### TASK REQUIREMENTS
Give back exactly the lines of the entries below from the line with "job: return the mask of every instance of the shoreline" to the line with "target: shoreline", inclusive, and only those.

### MATERIALS PROVIDED
━━━━
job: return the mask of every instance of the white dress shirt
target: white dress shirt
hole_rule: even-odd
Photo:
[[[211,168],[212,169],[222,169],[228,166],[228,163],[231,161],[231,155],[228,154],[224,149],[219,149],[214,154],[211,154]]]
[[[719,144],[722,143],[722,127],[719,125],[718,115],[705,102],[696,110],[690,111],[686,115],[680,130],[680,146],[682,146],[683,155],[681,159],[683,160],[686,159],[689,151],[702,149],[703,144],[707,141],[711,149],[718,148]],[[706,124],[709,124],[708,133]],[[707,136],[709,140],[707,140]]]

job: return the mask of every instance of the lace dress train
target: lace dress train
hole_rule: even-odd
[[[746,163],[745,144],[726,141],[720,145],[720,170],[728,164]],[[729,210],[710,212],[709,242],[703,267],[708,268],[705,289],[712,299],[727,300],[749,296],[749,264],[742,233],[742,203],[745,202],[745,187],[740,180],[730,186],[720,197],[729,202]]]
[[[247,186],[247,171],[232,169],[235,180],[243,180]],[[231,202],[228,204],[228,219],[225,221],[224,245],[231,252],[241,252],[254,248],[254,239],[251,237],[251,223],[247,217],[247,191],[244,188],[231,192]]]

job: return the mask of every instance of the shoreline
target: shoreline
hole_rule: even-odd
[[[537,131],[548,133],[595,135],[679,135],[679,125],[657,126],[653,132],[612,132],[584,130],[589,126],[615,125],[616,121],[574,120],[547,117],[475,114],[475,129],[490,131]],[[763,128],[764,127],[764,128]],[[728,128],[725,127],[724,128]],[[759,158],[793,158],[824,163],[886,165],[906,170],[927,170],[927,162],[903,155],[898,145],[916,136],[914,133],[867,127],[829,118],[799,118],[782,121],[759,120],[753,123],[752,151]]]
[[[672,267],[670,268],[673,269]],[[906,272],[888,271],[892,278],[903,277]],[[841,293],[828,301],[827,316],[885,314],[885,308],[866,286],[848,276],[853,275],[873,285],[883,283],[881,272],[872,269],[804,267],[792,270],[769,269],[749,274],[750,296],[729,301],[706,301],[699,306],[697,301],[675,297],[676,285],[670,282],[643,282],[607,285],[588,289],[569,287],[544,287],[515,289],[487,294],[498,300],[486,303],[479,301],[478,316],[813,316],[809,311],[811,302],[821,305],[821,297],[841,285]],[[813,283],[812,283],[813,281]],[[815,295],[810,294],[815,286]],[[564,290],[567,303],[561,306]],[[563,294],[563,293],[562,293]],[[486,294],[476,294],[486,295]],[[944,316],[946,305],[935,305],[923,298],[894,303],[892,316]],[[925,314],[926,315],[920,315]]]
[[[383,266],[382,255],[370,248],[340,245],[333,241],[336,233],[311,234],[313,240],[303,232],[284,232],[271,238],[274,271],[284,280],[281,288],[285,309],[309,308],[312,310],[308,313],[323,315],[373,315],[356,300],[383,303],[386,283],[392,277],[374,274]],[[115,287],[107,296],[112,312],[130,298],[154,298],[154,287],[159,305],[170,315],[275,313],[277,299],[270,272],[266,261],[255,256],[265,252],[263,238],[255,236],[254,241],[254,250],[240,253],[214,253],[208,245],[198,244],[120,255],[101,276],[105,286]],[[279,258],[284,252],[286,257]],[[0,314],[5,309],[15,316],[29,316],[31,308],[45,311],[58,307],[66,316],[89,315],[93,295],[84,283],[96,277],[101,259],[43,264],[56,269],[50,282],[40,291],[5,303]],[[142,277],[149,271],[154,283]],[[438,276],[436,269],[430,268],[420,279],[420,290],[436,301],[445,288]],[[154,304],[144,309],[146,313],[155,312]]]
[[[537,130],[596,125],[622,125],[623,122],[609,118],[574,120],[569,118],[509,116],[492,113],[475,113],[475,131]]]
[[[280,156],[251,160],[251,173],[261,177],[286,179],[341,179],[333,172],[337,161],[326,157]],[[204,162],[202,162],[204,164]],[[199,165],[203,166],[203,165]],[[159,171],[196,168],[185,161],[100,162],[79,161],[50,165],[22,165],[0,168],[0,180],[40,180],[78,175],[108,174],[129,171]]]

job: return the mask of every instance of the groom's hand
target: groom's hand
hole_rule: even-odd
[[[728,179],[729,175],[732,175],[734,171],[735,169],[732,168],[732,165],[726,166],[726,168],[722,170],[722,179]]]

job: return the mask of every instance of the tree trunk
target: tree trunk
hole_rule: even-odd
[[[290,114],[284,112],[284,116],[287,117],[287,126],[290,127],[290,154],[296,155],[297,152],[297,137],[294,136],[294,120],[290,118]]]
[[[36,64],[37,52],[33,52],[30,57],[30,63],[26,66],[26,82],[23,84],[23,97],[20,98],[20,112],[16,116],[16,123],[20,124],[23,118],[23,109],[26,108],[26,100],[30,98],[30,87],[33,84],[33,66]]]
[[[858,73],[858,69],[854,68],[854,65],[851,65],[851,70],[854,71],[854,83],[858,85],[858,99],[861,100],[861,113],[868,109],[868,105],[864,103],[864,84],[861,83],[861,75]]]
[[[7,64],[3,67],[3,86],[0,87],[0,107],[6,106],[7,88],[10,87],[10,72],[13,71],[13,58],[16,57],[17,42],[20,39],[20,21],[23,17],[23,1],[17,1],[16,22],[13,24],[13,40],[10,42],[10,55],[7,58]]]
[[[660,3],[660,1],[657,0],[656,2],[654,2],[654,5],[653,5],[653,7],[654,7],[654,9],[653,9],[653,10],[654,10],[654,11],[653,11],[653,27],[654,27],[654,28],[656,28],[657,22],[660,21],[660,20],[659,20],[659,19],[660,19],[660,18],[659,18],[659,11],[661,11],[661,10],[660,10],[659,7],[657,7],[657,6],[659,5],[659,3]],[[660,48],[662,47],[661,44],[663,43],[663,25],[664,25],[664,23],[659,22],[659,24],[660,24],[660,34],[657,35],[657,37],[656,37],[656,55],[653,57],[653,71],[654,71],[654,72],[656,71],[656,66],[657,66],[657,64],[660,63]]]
━━━━
### ANSWER BOX
job: return the mask of every instance of the shoreline
target: shoreline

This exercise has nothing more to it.